## WHAT TO PRODUCE
Filter this material down to the lines that hold "block", copying each one.

## DATA TO PROCESS

------

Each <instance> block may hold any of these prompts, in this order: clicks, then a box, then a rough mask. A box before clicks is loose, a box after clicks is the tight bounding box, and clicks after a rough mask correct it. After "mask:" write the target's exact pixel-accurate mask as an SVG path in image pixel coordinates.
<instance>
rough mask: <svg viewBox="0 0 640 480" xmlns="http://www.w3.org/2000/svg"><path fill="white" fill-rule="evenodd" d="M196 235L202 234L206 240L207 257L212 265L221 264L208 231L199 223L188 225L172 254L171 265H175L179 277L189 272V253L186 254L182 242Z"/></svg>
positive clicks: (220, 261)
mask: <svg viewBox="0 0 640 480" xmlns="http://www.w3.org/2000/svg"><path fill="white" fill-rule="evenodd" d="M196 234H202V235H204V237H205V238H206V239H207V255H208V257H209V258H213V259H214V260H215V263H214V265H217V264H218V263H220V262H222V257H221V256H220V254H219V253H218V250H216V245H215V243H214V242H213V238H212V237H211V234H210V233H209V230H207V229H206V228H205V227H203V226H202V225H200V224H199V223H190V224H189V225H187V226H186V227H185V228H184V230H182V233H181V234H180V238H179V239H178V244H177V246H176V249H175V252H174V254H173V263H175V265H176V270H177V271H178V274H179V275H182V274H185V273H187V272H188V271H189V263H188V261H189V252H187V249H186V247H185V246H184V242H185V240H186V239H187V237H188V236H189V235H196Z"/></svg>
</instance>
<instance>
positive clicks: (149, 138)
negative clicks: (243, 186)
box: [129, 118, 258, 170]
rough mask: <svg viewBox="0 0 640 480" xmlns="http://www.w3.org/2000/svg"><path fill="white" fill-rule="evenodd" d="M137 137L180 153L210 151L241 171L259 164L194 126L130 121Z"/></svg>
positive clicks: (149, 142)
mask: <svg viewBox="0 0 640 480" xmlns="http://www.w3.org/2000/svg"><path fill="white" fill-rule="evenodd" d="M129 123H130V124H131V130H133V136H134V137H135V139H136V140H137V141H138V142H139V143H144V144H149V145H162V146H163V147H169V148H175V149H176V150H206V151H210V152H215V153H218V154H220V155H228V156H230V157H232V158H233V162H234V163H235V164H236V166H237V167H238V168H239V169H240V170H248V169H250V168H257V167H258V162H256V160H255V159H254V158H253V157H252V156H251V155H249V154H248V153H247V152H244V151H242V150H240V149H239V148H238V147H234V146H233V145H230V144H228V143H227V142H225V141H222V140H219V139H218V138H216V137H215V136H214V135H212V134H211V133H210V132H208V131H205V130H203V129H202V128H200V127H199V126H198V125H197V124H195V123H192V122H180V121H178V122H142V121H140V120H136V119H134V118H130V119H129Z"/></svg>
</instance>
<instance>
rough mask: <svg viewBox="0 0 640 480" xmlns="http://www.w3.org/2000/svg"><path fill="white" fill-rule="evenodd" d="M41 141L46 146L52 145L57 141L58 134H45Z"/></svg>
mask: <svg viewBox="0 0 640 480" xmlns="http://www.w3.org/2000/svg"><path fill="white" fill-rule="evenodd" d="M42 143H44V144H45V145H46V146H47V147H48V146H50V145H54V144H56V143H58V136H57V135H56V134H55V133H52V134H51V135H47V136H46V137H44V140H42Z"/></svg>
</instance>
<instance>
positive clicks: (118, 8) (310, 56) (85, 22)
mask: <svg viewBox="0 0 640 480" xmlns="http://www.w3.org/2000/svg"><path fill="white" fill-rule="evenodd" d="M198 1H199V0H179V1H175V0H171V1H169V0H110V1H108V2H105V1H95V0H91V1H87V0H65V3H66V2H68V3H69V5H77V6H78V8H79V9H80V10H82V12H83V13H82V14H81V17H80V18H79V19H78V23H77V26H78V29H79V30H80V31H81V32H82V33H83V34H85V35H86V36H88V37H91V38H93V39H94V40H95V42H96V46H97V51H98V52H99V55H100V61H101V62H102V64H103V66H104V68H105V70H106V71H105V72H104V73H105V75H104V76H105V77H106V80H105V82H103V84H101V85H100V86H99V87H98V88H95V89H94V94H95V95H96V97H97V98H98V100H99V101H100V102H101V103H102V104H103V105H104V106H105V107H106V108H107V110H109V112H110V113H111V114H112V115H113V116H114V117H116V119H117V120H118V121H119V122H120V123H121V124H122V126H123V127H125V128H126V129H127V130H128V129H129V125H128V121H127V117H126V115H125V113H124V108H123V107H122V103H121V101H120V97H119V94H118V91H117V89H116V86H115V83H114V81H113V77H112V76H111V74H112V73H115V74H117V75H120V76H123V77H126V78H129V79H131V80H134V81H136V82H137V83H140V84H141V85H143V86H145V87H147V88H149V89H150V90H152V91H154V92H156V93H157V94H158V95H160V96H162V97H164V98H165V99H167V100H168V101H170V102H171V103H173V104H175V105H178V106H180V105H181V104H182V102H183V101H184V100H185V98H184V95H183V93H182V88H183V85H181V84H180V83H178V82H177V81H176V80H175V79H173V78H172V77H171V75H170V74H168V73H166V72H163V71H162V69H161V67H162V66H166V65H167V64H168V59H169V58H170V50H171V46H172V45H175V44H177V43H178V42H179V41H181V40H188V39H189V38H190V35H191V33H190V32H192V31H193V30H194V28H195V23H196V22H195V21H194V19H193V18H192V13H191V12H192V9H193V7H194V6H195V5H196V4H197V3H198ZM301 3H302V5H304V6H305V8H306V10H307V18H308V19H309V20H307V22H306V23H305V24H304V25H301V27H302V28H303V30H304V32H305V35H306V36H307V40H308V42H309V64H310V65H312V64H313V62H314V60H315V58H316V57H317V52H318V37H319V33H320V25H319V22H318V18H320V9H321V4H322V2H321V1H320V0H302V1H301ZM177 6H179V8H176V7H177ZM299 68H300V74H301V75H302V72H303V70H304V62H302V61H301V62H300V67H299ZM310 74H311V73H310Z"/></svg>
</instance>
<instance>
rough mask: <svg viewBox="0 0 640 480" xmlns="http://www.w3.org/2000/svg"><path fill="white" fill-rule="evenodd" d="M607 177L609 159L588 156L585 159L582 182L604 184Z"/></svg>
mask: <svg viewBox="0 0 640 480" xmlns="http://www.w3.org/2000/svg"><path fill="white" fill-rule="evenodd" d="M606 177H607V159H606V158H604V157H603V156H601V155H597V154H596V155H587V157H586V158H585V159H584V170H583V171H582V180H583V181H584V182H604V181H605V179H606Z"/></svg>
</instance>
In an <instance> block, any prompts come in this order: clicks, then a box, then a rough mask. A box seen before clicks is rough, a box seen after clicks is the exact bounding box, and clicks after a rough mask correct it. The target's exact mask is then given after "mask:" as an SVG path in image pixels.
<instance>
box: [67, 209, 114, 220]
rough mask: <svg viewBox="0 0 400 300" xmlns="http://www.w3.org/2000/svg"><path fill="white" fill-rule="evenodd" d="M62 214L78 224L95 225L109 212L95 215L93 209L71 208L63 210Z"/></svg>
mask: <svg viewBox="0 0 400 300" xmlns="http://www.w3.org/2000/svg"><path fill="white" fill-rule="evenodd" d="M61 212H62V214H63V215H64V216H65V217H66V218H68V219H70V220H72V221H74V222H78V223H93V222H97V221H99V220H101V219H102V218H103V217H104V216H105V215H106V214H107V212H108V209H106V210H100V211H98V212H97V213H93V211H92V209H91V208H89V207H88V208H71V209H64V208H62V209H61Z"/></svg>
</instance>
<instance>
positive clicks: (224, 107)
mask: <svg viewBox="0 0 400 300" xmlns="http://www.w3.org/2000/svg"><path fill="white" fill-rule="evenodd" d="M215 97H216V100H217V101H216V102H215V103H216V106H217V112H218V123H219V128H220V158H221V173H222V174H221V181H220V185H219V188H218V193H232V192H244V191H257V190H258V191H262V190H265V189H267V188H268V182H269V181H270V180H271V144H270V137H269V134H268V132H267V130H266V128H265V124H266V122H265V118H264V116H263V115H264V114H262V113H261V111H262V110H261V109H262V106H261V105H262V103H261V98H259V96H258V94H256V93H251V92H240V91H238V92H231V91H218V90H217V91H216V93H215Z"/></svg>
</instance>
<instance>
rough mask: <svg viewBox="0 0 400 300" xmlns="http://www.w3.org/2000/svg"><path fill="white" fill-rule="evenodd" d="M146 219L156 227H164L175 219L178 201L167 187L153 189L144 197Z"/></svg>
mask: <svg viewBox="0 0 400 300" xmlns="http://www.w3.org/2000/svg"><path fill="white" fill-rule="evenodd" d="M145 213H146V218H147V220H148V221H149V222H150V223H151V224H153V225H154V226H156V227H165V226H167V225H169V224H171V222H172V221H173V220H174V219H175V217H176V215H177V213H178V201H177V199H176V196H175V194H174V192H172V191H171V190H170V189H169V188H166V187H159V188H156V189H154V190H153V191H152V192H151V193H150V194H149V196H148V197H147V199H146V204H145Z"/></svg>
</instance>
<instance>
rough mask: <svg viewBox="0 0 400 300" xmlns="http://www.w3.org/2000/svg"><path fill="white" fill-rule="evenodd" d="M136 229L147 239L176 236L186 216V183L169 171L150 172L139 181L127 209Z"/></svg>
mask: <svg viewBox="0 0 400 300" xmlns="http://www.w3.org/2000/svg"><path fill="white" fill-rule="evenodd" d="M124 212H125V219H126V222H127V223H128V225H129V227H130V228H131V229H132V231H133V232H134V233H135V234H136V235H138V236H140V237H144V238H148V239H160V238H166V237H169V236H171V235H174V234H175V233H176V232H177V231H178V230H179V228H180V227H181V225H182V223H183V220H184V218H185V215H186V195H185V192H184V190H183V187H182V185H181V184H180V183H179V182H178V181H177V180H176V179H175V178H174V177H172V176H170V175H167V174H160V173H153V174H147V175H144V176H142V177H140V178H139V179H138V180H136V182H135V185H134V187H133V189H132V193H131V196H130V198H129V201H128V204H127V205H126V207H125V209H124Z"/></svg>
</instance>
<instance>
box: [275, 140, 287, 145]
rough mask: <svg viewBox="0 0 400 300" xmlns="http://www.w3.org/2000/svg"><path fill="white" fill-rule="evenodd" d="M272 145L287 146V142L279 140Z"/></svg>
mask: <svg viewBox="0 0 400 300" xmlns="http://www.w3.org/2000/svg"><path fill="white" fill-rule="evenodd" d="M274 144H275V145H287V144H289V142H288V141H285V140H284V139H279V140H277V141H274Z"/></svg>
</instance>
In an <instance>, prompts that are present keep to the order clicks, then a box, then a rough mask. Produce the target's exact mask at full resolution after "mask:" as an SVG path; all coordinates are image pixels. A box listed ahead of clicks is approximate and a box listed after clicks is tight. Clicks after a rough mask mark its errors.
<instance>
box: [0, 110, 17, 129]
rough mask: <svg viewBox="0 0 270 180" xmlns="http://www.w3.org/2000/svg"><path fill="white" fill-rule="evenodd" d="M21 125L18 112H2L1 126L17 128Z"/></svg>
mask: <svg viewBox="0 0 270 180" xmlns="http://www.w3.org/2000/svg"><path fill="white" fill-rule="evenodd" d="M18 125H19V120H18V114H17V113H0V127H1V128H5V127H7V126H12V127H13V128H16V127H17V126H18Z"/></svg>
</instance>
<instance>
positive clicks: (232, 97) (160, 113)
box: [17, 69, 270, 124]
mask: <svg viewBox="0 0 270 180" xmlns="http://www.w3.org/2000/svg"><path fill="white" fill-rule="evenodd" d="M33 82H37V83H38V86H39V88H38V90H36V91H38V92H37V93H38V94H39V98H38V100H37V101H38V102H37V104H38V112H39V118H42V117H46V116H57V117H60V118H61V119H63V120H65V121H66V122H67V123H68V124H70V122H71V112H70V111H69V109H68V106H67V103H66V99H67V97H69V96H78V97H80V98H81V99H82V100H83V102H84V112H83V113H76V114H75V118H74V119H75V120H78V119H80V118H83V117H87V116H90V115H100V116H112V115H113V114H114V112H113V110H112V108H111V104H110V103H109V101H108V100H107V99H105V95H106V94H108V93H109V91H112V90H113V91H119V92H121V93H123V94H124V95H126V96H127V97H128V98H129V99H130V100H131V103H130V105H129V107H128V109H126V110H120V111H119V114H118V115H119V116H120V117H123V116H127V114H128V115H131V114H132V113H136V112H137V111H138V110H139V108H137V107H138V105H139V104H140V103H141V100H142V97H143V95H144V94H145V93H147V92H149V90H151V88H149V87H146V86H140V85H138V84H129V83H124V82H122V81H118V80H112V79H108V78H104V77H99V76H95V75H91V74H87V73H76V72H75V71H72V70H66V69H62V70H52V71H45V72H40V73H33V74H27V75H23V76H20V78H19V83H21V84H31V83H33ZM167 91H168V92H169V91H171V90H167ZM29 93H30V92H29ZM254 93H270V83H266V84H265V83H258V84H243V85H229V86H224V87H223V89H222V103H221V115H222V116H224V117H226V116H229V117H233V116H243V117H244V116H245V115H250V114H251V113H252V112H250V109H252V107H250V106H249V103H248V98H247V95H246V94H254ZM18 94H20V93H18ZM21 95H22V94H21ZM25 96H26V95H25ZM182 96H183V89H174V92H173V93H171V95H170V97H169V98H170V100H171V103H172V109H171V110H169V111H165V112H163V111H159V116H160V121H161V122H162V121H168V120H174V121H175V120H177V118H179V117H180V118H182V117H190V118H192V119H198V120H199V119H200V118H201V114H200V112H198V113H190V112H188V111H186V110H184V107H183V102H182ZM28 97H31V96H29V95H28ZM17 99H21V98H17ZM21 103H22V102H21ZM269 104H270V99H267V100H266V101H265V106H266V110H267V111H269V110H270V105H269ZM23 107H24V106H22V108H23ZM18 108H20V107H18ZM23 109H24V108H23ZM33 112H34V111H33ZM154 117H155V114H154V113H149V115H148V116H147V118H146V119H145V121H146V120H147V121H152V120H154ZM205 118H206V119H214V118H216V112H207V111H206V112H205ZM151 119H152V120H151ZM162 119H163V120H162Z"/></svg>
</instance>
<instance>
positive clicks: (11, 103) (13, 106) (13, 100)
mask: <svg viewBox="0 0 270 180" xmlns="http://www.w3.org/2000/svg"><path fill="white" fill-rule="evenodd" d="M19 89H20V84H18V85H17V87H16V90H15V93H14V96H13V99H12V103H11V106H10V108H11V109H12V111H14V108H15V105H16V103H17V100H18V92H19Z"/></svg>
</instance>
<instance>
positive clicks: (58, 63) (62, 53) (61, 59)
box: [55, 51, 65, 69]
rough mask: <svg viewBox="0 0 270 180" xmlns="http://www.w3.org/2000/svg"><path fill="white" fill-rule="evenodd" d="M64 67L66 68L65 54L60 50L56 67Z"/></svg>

------

## PROBLEM SOLUTION
Each <instance> block may hold any of these prompts, in this order: clicks, then a box, then a rough mask. A box before clicks is loose, a box after clicks is the tight bounding box, and clicks after a rough mask correct it. After "mask:" write the target's exact pixel-accurate mask as an SVG path in image pixel coordinates.
In an <instance> block, any prompts come in this order: clicks, then a box, then a rough mask. A box seen before clicks is rough, a box seen after clicks is the exact bounding box, and clicks after a rough mask correct it. The target's exact mask is then given after "mask:" as an SVG path in image pixels.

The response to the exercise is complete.